## [DIRECTIONS FOR THIS TASK]
Answer these questions using the article on the Federal Reserve summer camp:
1. On what date was the article published?
2. In which four states are the sessions held?
3. How many days do the students spend indoors?

## [ARTICLE]

What I did on my summer vacation: Played with interest rates

What I did on my summer vacation: Played with interest rates.

ByABC News
February 11, 2009, 8:28 PM

CORALVILLE, Iowa -- Say "summer camp" to most people, and you'll conjure up images of canoeing, crafts, swimming, hiking, campfires and mosquitoes. But for a select group of teenagers in the Midwest this summer, camp means learning what it's like to be on the Federal Reserve.

In four sessions in Michigan, Illinois, Indiana and here in Iowa, high school students are spending two days indoors, taking notes on copies of PowerPoint slides as they study the economy, how Federal Reserve Chairman Ben Bernanke and his colleagues determine and execute interest rate policy, and the history of central banking in the USA.

And they're doing it by choice.

## [ENTRIES SUPPLIED]
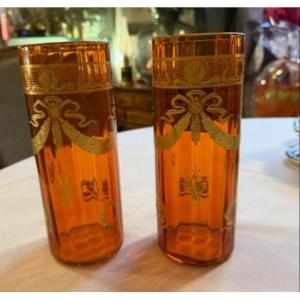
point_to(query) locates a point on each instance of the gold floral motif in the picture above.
(65, 78)
(194, 186)
(194, 109)
(89, 189)
(161, 212)
(198, 71)
(57, 112)
(229, 216)
(64, 188)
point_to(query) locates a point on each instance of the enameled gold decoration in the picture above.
(194, 186)
(198, 71)
(194, 109)
(65, 78)
(56, 113)
(89, 189)
(65, 188)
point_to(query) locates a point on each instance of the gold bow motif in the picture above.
(195, 108)
(57, 122)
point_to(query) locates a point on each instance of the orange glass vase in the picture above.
(69, 98)
(197, 86)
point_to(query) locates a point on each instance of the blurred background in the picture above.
(272, 58)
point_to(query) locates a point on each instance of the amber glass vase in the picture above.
(69, 98)
(197, 86)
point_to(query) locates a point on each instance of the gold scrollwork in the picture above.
(89, 189)
(198, 71)
(65, 78)
(194, 186)
(194, 109)
(51, 108)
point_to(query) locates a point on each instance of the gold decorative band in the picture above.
(198, 71)
(66, 78)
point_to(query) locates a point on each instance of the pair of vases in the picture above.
(197, 90)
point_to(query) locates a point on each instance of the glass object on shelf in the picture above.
(276, 88)
(166, 22)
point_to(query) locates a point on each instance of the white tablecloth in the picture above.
(266, 254)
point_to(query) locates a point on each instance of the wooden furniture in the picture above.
(134, 106)
(266, 253)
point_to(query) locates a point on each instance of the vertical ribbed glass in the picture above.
(70, 105)
(197, 86)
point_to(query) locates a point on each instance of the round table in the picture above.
(266, 254)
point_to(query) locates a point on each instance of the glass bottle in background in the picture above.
(69, 97)
(197, 88)
(277, 88)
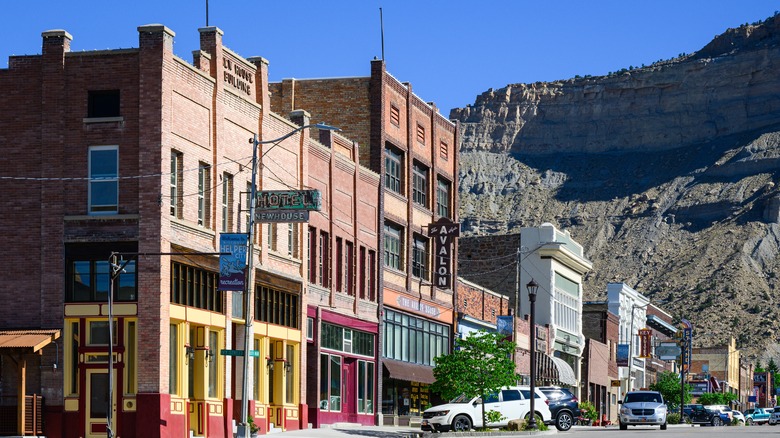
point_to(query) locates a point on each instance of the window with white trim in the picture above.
(103, 180)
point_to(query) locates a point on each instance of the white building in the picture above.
(631, 307)
(557, 264)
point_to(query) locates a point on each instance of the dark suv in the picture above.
(699, 414)
(564, 406)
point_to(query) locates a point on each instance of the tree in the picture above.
(716, 398)
(668, 384)
(480, 364)
(772, 366)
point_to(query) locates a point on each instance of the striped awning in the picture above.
(552, 370)
(565, 373)
(30, 341)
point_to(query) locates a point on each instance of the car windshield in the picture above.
(639, 397)
(461, 399)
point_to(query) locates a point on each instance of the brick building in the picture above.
(140, 152)
(601, 330)
(414, 149)
(343, 300)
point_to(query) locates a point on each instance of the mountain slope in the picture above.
(666, 174)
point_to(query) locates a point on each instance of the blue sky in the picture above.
(450, 51)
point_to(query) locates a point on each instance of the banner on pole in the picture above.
(232, 266)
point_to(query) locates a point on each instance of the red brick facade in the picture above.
(383, 115)
(169, 114)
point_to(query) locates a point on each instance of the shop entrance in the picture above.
(98, 404)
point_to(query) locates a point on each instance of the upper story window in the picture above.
(442, 197)
(103, 179)
(313, 255)
(292, 240)
(103, 103)
(195, 287)
(444, 150)
(393, 234)
(420, 257)
(177, 189)
(393, 169)
(395, 115)
(272, 236)
(204, 188)
(420, 133)
(227, 202)
(88, 273)
(420, 184)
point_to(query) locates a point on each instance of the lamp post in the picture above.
(532, 288)
(243, 428)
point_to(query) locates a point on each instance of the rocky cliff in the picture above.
(666, 174)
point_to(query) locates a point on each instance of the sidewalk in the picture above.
(342, 430)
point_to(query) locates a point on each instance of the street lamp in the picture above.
(243, 428)
(532, 288)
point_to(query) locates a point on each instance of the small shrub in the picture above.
(494, 417)
(539, 424)
(587, 410)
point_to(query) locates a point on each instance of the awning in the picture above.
(565, 373)
(26, 341)
(662, 326)
(411, 372)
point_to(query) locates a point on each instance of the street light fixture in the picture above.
(532, 288)
(243, 428)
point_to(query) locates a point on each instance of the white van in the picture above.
(464, 413)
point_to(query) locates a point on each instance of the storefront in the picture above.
(342, 362)
(411, 344)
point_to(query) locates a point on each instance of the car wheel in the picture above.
(564, 421)
(461, 423)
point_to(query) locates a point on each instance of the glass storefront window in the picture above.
(330, 382)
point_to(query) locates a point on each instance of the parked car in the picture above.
(757, 416)
(564, 406)
(640, 408)
(774, 419)
(726, 414)
(698, 414)
(465, 412)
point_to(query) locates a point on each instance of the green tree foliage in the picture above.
(668, 384)
(716, 398)
(480, 364)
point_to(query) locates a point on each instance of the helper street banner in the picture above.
(232, 267)
(443, 232)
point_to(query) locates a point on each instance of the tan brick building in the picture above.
(139, 152)
(414, 149)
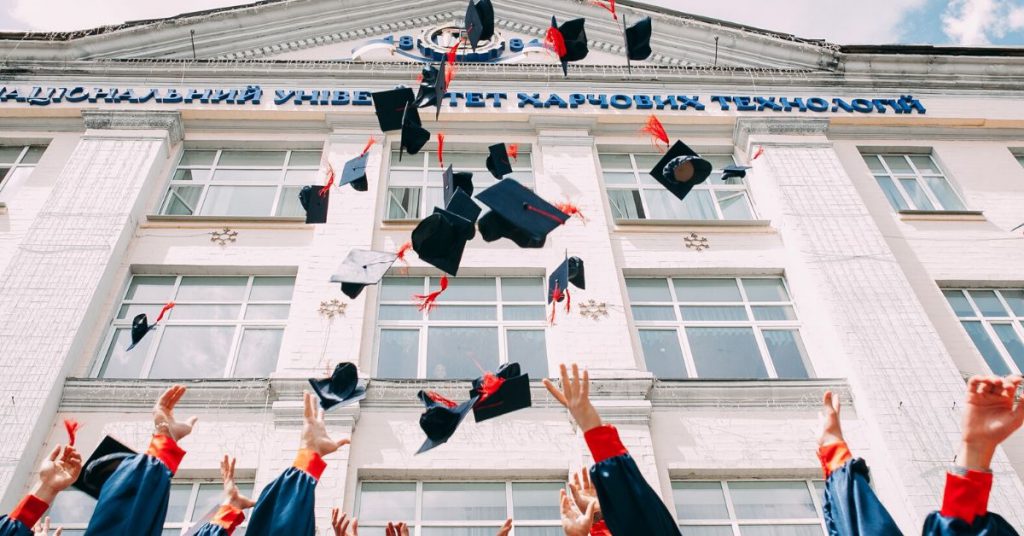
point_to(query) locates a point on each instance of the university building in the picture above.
(872, 249)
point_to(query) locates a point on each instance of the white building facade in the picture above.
(871, 250)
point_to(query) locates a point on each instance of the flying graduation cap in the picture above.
(518, 214)
(501, 393)
(363, 268)
(479, 22)
(441, 418)
(140, 325)
(342, 388)
(100, 465)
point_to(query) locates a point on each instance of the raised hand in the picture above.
(314, 436)
(574, 395)
(343, 526)
(163, 415)
(231, 493)
(832, 429)
(991, 415)
(57, 471)
(576, 523)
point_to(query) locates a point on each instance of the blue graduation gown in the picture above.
(628, 502)
(134, 499)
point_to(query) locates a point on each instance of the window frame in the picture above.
(757, 326)
(417, 524)
(240, 324)
(736, 523)
(281, 184)
(740, 188)
(424, 323)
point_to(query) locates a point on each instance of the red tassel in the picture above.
(554, 41)
(656, 130)
(436, 397)
(168, 306)
(428, 301)
(72, 426)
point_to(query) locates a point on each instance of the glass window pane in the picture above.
(944, 193)
(958, 302)
(461, 353)
(787, 354)
(988, 303)
(193, 352)
(252, 158)
(987, 348)
(522, 289)
(699, 500)
(398, 352)
(663, 354)
(239, 201)
(387, 501)
(463, 501)
(529, 349)
(760, 500)
(225, 289)
(536, 500)
(726, 353)
(648, 289)
(707, 290)
(258, 353)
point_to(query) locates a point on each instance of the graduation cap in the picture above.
(734, 171)
(681, 169)
(140, 325)
(501, 393)
(479, 22)
(457, 180)
(361, 268)
(518, 214)
(441, 418)
(342, 388)
(100, 465)
(314, 199)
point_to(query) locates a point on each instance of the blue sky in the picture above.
(864, 22)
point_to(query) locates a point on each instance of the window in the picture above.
(241, 182)
(478, 324)
(913, 182)
(189, 501)
(16, 164)
(994, 321)
(749, 507)
(718, 328)
(635, 195)
(221, 326)
(415, 184)
(461, 508)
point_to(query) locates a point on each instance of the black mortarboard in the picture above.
(479, 22)
(440, 420)
(101, 464)
(518, 214)
(457, 180)
(511, 393)
(390, 108)
(499, 162)
(314, 203)
(734, 171)
(354, 173)
(681, 156)
(342, 388)
(439, 240)
(638, 39)
(361, 268)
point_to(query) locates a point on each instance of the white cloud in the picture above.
(978, 22)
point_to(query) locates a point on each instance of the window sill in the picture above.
(942, 215)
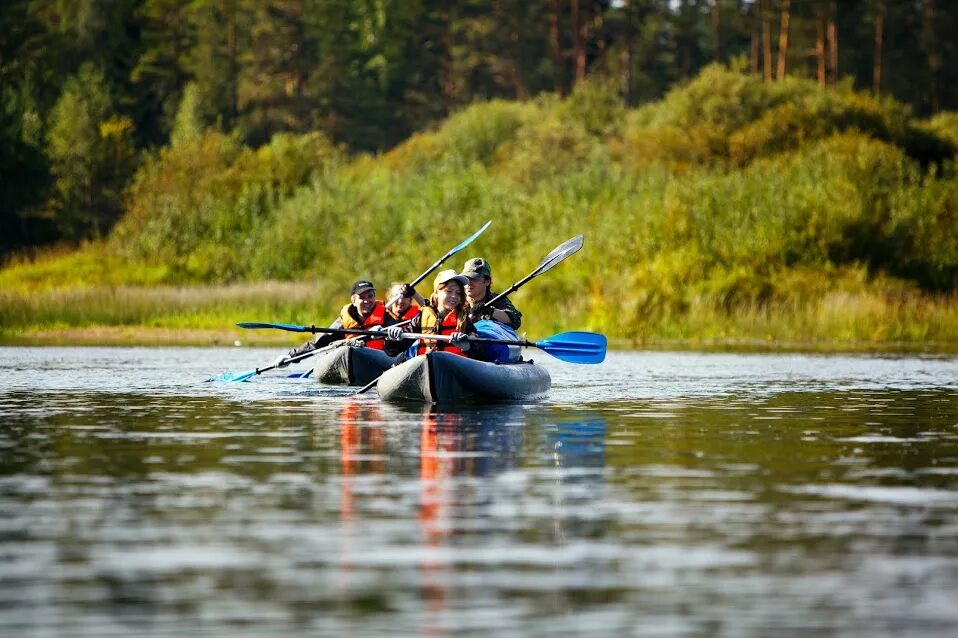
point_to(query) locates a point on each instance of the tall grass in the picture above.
(731, 210)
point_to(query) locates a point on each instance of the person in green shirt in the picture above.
(479, 290)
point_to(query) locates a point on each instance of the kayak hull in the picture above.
(346, 365)
(442, 377)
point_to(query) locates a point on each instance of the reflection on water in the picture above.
(728, 503)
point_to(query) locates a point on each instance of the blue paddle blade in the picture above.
(238, 376)
(575, 347)
(253, 325)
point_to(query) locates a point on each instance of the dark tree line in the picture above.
(88, 85)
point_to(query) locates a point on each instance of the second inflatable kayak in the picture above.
(441, 377)
(347, 365)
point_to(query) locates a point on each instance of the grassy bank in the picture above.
(848, 320)
(732, 213)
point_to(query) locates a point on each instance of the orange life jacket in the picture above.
(411, 312)
(450, 324)
(376, 318)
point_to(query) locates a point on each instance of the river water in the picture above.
(672, 494)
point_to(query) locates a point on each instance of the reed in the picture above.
(730, 212)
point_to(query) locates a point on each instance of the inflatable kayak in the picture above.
(346, 365)
(442, 377)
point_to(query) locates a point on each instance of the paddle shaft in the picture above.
(563, 250)
(440, 261)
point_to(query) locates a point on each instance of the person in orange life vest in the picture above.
(446, 315)
(479, 290)
(403, 309)
(364, 312)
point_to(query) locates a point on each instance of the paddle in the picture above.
(243, 376)
(441, 260)
(558, 254)
(563, 250)
(571, 347)
(574, 347)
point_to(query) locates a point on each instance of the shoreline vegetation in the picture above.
(731, 215)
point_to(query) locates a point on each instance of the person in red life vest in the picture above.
(446, 315)
(479, 290)
(403, 309)
(364, 312)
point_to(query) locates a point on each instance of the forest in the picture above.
(771, 170)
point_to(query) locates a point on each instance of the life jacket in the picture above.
(411, 312)
(450, 324)
(376, 318)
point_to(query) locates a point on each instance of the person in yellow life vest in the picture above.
(363, 312)
(403, 308)
(446, 315)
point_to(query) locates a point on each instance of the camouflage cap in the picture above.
(477, 267)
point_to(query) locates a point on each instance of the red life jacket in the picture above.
(411, 312)
(450, 324)
(376, 318)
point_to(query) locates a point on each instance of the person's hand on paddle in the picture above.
(461, 341)
(482, 312)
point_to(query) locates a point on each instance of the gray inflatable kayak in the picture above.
(346, 365)
(441, 377)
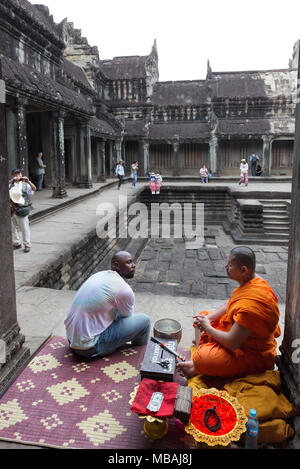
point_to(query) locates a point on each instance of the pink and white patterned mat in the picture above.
(60, 401)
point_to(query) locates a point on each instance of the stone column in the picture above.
(58, 173)
(175, 156)
(111, 157)
(12, 353)
(266, 155)
(85, 156)
(290, 350)
(101, 160)
(213, 152)
(118, 148)
(22, 149)
(143, 157)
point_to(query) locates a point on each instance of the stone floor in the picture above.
(166, 267)
(169, 279)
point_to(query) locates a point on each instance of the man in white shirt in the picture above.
(101, 317)
(120, 172)
(20, 188)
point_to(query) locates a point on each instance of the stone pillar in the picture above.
(22, 149)
(175, 156)
(85, 155)
(143, 157)
(111, 157)
(289, 362)
(266, 155)
(101, 160)
(213, 152)
(118, 148)
(58, 173)
(12, 353)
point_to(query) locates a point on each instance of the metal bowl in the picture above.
(167, 329)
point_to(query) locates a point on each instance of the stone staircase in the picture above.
(269, 225)
(276, 220)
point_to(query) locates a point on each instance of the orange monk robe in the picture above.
(255, 307)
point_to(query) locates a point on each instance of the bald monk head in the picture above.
(122, 262)
(241, 264)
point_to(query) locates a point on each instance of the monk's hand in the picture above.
(186, 369)
(203, 323)
(197, 322)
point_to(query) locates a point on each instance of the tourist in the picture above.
(253, 160)
(158, 183)
(258, 170)
(204, 174)
(244, 172)
(40, 171)
(101, 317)
(20, 188)
(152, 184)
(238, 338)
(134, 169)
(120, 172)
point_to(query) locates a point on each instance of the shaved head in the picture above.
(244, 256)
(118, 257)
(122, 262)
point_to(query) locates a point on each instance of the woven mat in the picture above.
(60, 401)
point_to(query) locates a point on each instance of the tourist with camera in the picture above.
(20, 188)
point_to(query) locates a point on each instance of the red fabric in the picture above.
(144, 393)
(224, 410)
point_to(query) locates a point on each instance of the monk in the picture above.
(238, 338)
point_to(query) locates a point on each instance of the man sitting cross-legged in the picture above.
(101, 317)
(239, 337)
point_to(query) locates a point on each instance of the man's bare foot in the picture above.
(186, 369)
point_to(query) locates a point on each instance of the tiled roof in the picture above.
(102, 127)
(179, 92)
(76, 73)
(23, 77)
(243, 127)
(238, 84)
(185, 130)
(124, 67)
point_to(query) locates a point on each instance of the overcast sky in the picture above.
(232, 34)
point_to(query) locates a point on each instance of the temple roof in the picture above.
(252, 84)
(135, 127)
(124, 67)
(185, 130)
(102, 127)
(179, 92)
(238, 84)
(76, 73)
(23, 77)
(243, 127)
(40, 15)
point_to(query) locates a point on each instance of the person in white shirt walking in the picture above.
(120, 172)
(134, 170)
(20, 188)
(244, 173)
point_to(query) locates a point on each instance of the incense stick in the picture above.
(167, 349)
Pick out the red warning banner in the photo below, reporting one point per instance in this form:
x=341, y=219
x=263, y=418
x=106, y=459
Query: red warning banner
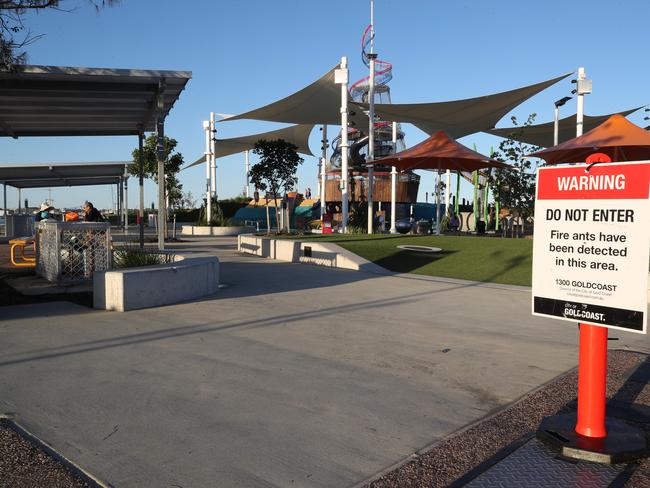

## [WRITTEN REPLY]
1. February 11, 2009
2. Michigan, Illinois, Indiana and Iowa
3. Two days